### ФРАГМЕНТ ДОКУМЕНТА
Помощь архимандрита Гурия (Карпова) Н. П. Игнатьеву в период второй опиумной войны в Китае

Бесплатный доступ

В статье рассмотрен ряд эпизодов, произошедших в период Второй опиумной войны в Китае (1856-1860) между начальником XIV Российской духовной миссии в Пекине, архимандритом Гурием (Карповым) и уполномоченным Российской империи в Китае, Николаем Павловичем Игнатьевым. Сделана попытка анализа взаимоотношений двух дипломатов, которая привела к успешному заключению русско-китайского Пекинского трактата 1860 г. Также в статье упоминаются Н. Н. Муравьев-Амурский и уполномоченный и пристав XIV Российской духовной миссии Петр Николаевич Перовский.

### ЗАДАНИЕ
Повторите без изменений часть текста об архимандрите Гурии и Н. П. Игнатьеве, которая открывается словами «Помощь архимандрита Гурия» и завершается словами «Петр Николаевич Перовский.». Дальше приведены строки, которые составляют отдельный материал.

### ВЫДЕРЖКА ИЗ ДАННЫХ
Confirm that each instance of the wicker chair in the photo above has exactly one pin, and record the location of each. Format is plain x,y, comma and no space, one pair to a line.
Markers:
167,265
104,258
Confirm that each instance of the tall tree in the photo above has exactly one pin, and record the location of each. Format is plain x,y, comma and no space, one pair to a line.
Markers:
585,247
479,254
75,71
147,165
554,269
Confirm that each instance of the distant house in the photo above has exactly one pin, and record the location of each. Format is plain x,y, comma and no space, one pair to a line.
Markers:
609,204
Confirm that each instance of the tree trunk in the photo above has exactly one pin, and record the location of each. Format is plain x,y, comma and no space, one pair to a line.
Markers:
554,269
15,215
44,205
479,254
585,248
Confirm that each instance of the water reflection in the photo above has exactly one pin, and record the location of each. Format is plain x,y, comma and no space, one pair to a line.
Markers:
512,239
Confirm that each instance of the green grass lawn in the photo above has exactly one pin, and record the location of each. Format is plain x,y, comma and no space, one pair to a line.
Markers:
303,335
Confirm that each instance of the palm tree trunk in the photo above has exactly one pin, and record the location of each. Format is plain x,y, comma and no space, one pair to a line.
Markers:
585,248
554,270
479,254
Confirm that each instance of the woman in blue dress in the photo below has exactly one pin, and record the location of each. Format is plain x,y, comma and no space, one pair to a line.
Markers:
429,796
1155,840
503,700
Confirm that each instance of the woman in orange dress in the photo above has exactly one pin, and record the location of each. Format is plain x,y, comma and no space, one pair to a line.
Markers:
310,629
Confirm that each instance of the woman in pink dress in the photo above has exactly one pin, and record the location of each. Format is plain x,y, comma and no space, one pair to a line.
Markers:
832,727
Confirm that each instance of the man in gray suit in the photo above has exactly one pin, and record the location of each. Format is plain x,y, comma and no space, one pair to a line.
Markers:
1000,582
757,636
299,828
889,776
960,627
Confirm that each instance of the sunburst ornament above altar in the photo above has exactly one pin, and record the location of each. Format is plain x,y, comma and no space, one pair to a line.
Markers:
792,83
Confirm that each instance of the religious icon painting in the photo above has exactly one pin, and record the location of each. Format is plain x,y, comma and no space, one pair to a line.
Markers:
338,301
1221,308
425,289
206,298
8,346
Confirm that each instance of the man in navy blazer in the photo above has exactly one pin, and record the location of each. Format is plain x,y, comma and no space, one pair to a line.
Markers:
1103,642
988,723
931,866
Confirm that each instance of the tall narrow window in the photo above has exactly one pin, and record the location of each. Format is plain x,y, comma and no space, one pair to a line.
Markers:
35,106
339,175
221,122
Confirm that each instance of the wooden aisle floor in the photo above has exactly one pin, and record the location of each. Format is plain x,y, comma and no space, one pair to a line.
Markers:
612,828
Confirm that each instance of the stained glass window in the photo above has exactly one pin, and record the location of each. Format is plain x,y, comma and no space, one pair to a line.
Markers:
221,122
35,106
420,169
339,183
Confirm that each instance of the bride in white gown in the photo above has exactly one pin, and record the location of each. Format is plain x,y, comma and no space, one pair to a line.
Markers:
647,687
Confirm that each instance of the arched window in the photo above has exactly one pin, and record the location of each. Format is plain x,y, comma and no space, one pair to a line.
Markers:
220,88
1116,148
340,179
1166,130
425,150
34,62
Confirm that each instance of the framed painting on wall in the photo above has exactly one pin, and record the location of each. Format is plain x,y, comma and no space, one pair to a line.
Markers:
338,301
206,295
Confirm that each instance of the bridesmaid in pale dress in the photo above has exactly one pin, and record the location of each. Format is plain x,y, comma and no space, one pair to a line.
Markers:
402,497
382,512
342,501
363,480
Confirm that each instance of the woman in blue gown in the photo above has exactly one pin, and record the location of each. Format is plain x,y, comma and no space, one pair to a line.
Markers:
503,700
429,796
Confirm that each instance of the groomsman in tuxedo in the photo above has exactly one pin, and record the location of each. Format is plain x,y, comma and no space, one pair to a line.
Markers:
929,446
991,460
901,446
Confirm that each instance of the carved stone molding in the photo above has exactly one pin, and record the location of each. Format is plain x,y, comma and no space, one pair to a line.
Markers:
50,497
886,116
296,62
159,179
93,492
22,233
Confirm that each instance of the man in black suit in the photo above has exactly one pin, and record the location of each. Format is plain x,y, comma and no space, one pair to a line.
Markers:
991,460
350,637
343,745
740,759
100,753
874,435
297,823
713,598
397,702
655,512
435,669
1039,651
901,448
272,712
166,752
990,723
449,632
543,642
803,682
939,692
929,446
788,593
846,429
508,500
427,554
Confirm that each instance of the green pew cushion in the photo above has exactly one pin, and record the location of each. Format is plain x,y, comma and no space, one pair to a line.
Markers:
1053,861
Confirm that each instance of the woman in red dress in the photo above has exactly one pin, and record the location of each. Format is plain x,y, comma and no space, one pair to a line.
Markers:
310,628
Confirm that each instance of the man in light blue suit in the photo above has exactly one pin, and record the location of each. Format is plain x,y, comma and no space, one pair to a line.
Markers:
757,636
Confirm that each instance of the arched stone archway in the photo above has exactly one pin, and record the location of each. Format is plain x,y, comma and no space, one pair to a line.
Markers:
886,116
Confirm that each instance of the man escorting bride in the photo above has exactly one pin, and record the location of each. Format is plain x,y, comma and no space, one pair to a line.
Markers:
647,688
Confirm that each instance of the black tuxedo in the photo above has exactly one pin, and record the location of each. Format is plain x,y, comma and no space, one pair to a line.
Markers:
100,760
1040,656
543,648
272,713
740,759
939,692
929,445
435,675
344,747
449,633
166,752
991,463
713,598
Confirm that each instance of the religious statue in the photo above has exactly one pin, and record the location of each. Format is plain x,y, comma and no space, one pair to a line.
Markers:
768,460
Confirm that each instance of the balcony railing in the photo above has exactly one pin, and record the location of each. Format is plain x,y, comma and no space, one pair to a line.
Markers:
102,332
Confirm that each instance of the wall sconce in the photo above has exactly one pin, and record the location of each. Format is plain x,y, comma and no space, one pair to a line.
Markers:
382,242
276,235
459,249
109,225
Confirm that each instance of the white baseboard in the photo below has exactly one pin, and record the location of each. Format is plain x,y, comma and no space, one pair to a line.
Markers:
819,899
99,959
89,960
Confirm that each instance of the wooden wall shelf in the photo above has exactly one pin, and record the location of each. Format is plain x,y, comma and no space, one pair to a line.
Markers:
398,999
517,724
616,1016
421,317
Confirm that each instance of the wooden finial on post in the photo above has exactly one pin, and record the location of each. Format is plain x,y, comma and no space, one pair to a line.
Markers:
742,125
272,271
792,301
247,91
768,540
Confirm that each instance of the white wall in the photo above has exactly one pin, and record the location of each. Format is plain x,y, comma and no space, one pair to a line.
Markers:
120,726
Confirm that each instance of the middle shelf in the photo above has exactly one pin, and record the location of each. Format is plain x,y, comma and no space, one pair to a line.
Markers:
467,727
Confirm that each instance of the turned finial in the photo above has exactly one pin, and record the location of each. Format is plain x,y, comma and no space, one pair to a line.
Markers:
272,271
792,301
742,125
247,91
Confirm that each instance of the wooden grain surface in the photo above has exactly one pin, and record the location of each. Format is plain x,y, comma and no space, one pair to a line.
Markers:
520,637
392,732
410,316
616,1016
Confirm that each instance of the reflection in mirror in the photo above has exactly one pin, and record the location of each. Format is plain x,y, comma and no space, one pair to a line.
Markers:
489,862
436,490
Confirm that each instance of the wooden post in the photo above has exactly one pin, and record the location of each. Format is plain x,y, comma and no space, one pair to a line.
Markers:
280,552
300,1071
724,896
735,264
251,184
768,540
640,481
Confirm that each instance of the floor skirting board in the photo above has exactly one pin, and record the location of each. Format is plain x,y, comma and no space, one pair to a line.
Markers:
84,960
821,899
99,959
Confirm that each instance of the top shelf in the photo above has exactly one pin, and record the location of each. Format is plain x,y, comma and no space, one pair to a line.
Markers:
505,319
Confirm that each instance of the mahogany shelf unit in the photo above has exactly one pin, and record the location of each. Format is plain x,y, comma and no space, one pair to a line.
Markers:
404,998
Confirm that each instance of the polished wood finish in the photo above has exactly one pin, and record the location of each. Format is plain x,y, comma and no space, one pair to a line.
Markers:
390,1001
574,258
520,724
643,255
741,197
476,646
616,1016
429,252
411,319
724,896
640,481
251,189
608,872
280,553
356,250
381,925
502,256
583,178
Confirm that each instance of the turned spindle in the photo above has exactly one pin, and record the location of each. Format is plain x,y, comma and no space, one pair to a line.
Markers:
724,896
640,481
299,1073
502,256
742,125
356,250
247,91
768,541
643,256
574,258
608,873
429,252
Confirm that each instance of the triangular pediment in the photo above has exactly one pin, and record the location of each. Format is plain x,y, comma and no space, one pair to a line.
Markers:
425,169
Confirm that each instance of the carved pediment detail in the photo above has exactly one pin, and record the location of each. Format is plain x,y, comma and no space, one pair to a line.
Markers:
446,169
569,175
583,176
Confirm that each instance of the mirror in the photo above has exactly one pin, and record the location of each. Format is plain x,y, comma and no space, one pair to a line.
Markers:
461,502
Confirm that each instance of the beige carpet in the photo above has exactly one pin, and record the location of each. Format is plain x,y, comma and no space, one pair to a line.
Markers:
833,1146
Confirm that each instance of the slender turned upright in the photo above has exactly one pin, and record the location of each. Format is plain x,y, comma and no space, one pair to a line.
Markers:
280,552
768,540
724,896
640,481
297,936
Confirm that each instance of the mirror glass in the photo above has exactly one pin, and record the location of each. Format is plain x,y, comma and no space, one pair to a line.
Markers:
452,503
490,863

### РЕШЕНИЕ НИЖЕ
Помощь архимандрита Гурия (Карпова) Н. П. Игнатьеву в период второй опиумной войны в Китае

Бесплатный доступ

В статье рассмотрен ряд эпизодов, произошедших в период Второй опиумной войны в Китае (1856-1860) между начальником XIV Российской духовной миссии в Пекине, архимандритом Гурием (Карповым) и уполномоченным Российской империи в Китае, Николаем Павловичем Игнатьевым. Сделана попытка анализа взаимоотношений двух дипломатов, которая привела к успешному заключению русско-китайского Пекинского трактата 1860 г. Также в статье упоминаются Н. Н. Муравьев-Амурский и уполномоченный и пристав XIV Российской духовной миссии Петр Николаевич Перовский.